- [PAGE EXCERPT]
Scientific classification
- Kingdom: Animalia
- Phylum: Chordata
- Class: Reptilia
- Order: Squamata
- Suborder: Serpentes
- Family: Colubridae
- Genus: Thelotornis
- Species: T. capensis
- Binomial name: Thelotornis capensis A. Smith, 1849

= Savanna vine snake =

- Genus: Thelotornis
- Species: capensis
- Authority: A. Smith, 1849
- Conservation status: LC

Species of snake

The savanna vine snake (Thelotornis capensis), also known commonly, as the southern vine snake, is a species of highly venomous snake in the subfamily Colubrinae of the family Colubridae. There are two recognized subspecies.

==Geographic distribution==
Thelotornis capensis is found in southern Africa.

==Habitat==
The preferred natural habitats of Thelotornis capensis are forest, savanna, and shrubland.

==Behavior==
Thelotornis capensis is diurnal and semi-arboreal.

- [PROVIDED MATERIAL]
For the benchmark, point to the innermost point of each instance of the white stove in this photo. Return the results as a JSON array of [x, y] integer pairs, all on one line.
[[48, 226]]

- [USING THE INFORMATION]
A. Please write out the savanna vine snake excerpt word for word, starting at "Species of snake" and ending at "diurnal and semi-arboreal.".
B. Using the savanna vine snake excerpt, explain how the text shows that the names "Thelotornis capensis" and "savanna vine snake" refer to the same animal.

- [RESULTS OF THE EXERCISE]
A.
Species of snake

The savanna vine snake (Thelotornis capensis), also known commonly, as the southern vine snake, is a species of highly venomous snake in the subfamily Colubrinae of the family Colubridae. There are two recognized subspecies.

==Geographic distribution==
Thelotornis capensis is found in southern Africa.

==Habitat==
The preferred natural habitats of Thelotornis capensis are forest, savanna, and shrubland.

==Behavior==
Thelotornis capensis is diurnal and semi-arboreal.

B. The opening sentence of the description puts "Thelotornis capensis" in parentheses directly after "The savanna vine snake," which marks it as that species' scientific name. The heading "Savanna vine snake" also comes right after the classification, which gives "Thelotornis capensis" as the binomial name.